Copy every line of the material below word for word, but leave the pictures out of your answer.

## DATA SECTION
- - -

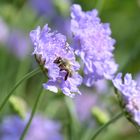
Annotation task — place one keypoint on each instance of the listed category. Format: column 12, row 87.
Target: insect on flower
column 64, row 64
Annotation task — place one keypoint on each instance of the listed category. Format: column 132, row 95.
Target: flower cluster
column 57, row 57
column 130, row 96
column 93, row 44
column 41, row 129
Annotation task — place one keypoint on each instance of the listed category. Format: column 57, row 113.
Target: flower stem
column 32, row 115
column 106, row 125
column 27, row 76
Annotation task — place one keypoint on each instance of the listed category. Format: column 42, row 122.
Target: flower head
column 18, row 44
column 52, row 50
column 41, row 128
column 93, row 44
column 130, row 96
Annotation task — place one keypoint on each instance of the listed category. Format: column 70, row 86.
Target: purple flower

- - -

## RESPONSE FOR THIS EXERCISE
Annotation task — place one keypoint on each instance of the listed category. Format: column 12, row 87.
Target: insect on flower
column 64, row 64
Annotation task — place one keypoint on each instance of the listed category. Format: column 132, row 95.
Target: flower cluster
column 57, row 57
column 130, row 96
column 93, row 44
column 41, row 129
Annotation task — place one keypoint on each instance of the listed category. Format: column 57, row 113.
Target: flower stem
column 32, row 115
column 106, row 125
column 27, row 76
Annotation task — place one keypoint on each instance of the listed category. Format: column 42, row 122.
Target: flower head
column 18, row 44
column 52, row 50
column 41, row 128
column 93, row 44
column 130, row 96
Annotation task — place one keypoint on each instance of the listed category. Format: column 70, row 86.
Target: purple flower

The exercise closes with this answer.